— BEGIN TEXT EXCERPT —

Various known suitably effective positive or negative charge enhancing additives can be selected for incorporation into the toner compositions of the present invention, preferably in an amount of about 0.1 to about 10, more preferably about 1 to about 3 percent by weight. Examples include quaternary ammonium compounds inclusive of alkyl pyridinium halides; alkyl pyridinium compounds, reference U.S. Pat. No. 4,298,672, the disclosure of which is totally incorporated hereby by reference; organic sulfate and sulfonate compositions, U.S. Pat. No. 4,338,390, the disclosure of which is totally incorporated hereby by reference; cetyl pyridinium tetrafluoroborates; distearyl dimethyl ammonium methyl sulfate; aluminum salts such as BONTRON E84® or E88® (Hodogaya Chemical); and the like.

Also, there can be included in the toner or its surface release additives, such as waxes like low molecular weight waxes, such as with an Mw of from about 1,000 to about 20,000, such as polyethylene, polypropylene and the like available from Sanyo Chemicals of Japan. Various effective amounts of wax can be selected, such as for example from about 0.1 to about 20, and preferably from about 1 to about 5 weight percent.

Additionally, other known internal and/or external additives may be added for charging, flow and lubrication of the toner in effective amounts such as, for example, from about 0.01 to about 5 weight percent, such as colloidal silica, zinc stearate, metal oxides, and the like.

The resulting toner particles optionally can be formulated into a developer composition by mixing with carrier particles. Illustrative examples of carrier particles that can be selected for mixing with the toner composition prepared in accordance with the present invention include those particles that are capable of triboelectrically obtaining a charge of opposite polarity to that of the toner particles. Accordingly, in one embodiment the carrier particles may be selected so as to be of a negative polarity in order that the toner particles, which are positively charged, will adhere to and surround the carrier particles. Illustrative examples of such carrier particles include granular zircon, granular silicon, glass, steel, nickel, iron ferrites, silicon dioxide, and the like. Additionally, there can be selected as carrier particles nickel berry carriers as disclosed in U.S. Pat. No. 3,847,604, the disclosure of which is totally incorporated herein by reference, comprised of nodular carrier beads of nickel characterized by surfaces of reoccurring recesses and protrusions thereby providing particles with a relatively large external area. Other carriers are disclosed in U.S. Pat. Nos. 4,937,166 and 4,935,326, the disclosures of which are hereby totally incorporated herein by reference.

The selected carrier particles can be used with or without a coating, the coating generally being comprised of fluoropolymers, such as polyvinylidene fluoride resins, terpolymers of styrene, methyl methacrylate, a silane, such as triethoxy silane, tetrafluorethylenes, other known coatings, and the like.

— END TEXT EXCERPT —
— BEGIN DATASET EXCERPTS —

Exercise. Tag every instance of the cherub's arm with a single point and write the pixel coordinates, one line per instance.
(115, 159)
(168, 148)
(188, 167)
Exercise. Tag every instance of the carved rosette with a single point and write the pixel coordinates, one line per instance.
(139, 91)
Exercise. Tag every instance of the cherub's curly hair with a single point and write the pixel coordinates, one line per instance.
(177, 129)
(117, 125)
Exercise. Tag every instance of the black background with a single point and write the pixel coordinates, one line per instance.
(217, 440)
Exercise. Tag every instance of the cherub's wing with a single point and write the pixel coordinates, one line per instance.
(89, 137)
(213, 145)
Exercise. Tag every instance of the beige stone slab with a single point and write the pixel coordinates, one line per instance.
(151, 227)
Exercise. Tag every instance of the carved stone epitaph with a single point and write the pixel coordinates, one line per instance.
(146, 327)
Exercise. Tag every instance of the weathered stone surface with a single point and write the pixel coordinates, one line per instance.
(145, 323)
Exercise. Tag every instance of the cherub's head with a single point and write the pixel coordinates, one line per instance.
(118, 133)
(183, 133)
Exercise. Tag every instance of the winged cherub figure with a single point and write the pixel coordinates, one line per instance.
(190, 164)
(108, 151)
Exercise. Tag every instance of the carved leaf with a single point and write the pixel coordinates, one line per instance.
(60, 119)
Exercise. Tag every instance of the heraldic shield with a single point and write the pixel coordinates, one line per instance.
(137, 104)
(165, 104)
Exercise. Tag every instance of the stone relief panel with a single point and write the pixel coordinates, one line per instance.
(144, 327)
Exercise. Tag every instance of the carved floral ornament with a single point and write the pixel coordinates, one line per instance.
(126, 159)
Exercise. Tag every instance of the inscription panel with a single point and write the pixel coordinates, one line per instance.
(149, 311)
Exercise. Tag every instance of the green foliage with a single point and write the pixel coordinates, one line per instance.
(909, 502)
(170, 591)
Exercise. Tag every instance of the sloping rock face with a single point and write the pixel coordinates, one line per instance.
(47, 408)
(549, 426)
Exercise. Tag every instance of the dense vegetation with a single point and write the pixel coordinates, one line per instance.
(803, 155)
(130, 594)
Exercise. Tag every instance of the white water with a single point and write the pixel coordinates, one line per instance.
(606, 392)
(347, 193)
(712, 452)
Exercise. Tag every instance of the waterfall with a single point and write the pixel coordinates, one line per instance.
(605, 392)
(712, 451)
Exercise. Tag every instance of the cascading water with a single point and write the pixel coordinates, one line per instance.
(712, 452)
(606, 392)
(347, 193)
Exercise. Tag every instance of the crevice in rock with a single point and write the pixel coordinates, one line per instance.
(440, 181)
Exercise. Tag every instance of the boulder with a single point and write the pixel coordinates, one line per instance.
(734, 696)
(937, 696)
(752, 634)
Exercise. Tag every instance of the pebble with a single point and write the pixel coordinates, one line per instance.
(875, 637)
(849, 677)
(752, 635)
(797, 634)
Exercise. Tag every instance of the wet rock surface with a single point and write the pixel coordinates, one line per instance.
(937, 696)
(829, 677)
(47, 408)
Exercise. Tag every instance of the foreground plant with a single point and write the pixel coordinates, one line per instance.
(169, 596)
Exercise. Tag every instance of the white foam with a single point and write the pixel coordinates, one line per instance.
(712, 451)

— END DATASET EXCERPTS —

AIM:
In the toner patent excerpt, what is the preferred amount of wax? The records aren't needed for what comes next.

SOLUTION TO THIS EXERCISE:
About 1 to about 5 weight percent.